• [BACAAN]
-----

Monday, 30 November 2015

Mengejar dunia yang tidak seberapa nilainya




By: Dewi Sartika

Pernahkah kita melihat diri kita sendiri yang gemar bekerja untuk mengumpulkan harta kekayaan demi meraih kebahagiaan yang hakiki. Kita merasa dengan uang semuanya dapat dibeli, mau mobil tinggal sebut saja, jika ada uang ya tinggal pergi aja ke dealer mobil untuk transaksi dan memilih model apapun yang kita suka.
Mau rumah, komputer, gedget, dan sederet barang mewah lainnya yang notabene semua itu adalah perhiasan dunia yang katanya dapat memuaskan nafsu lahir dan batin bagi si hedonisme (pecinta dunia), dapat dibeli dengan uang.

-----

• [TUGAS YANG DIBERIKAN] Lanjutkan bacaan tentang mengejar harta dunia, mulai setelah kalimat terakhirnya.

-----

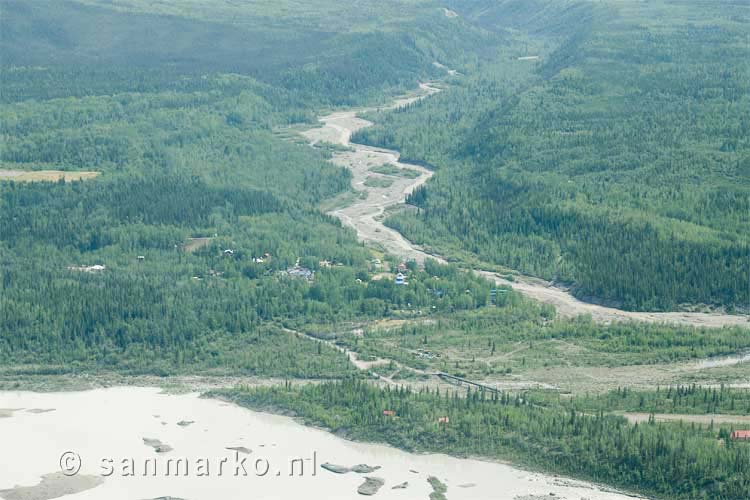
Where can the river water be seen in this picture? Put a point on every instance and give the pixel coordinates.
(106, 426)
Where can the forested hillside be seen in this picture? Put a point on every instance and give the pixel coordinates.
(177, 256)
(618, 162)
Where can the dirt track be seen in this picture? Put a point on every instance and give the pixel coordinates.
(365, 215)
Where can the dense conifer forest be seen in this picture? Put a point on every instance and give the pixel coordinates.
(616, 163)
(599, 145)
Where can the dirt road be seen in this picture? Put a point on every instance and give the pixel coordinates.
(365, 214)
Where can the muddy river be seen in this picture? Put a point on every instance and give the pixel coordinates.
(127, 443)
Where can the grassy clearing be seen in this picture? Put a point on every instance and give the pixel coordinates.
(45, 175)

-----

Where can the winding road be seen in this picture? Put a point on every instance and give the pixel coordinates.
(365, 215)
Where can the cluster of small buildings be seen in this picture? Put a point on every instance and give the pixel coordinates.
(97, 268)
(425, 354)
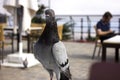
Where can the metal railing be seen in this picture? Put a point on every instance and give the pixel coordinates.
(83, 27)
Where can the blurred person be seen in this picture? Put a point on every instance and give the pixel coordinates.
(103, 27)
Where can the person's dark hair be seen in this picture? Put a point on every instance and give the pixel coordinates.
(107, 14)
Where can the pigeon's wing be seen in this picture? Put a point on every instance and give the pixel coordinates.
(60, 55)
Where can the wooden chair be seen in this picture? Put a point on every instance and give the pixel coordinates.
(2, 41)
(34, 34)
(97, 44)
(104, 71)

-----

• [HASIL LATIHAN]
Bekerja tanpa tujuan yang jelas, kita hanya bisa mendapatkan lelahnya saja.  Mungkin uang banyak, tapi gak tahu untuk apa, mau dibeliin apa, dan dikasih sama siapa. Kebahagiaan itu adalah semu, tidak bisa diraba, apalagi diprediksikan. Apa buktinya? Coba kita lihat fakta yang terjadi di keluarga kita, tetangga kita, dan lingkungan tempat kita hidup. Di sana banyak kita saksikan fakta bahwa kebahagiaan yang sudah sedemikian rupa dirancang dan diprediksikan bisa pupus dalam hitungan detik.

Contoh realnya saja seperti seorang calon mahasiswa kedokteran yang sudah belajar dengan keras selama satu tahun ikut bimbingan persiapan masuk perguruan tinggi favorit, lalu tiba pada saat ujian masuk PT jurusan Kedokteran tersebut, dia mengalami kecelakaan hebat seketika, saat dia melakukan perjalanan menuju lokasi tes. Wallahu’alam, semua itu di luar dugaan manusia bukan?.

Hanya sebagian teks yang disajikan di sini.